(Source)
▼

Being a Pathfinder furnishes many rewards, especially when you lose a path that needs finding. It could happen on a casual Sabbath afternoon stroll up Mount Everest. That’s when I will wish I’d been a Pathfinder at some time in my life. But alas, I can share in the experience only by hearing tales of horror, er, I mean, honors and camporees from actual card-carying, flag-bearing club members.
However, because I am an outside observer, I am in a unique position to help the Pathfinder organization cast a vision for the future. The person in charge of this whole outfit has not actually called for my advice. But I suspect this is because their cell phone froze beyond repair while leading a group of pathetically ill-clad Pathfinders toward the winter camping honor.
First, iPods should be standard issue for all Pathfinders. Podcasts will provide complete step-by-step instructions for essential Pathfinder skills, such as building a weatherproof s’more and creating an underwater breathing apparatus from a Juicy Juice drinking straw. The latter will typically be used at 3:00 in the morning during a weekend campout when the rainwater level in your tent has risen above nostril level.

▲

(Task) List each proper noun or brand name that appears in the Pathfinders piece, naming each one once.

(Available data)
▼

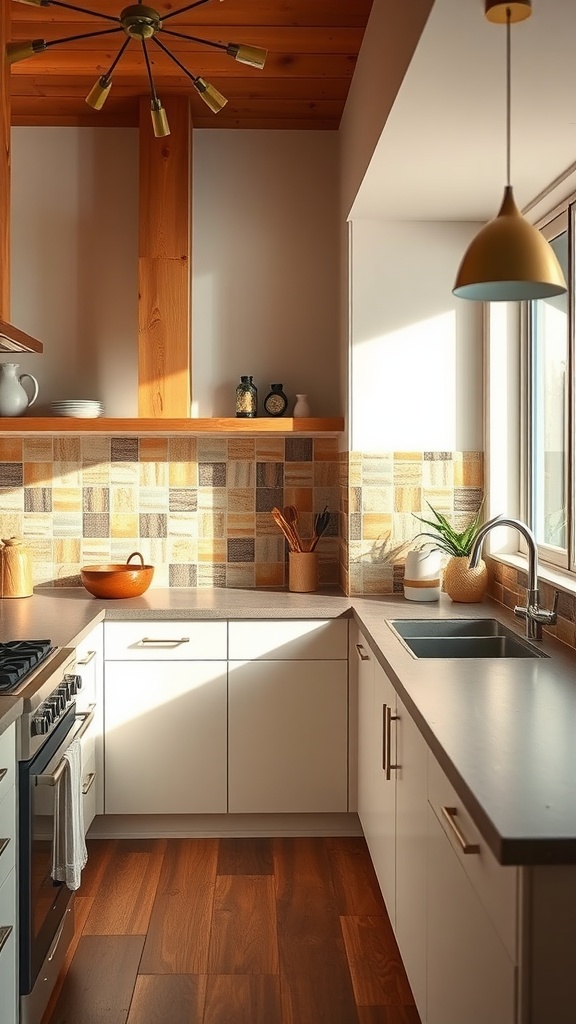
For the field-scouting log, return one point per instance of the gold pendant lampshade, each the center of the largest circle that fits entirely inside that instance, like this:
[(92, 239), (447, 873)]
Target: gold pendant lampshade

▲

(Solution to the problem) Pathfinder, Sabbath, Mount Everest, iPods, Juicy Juice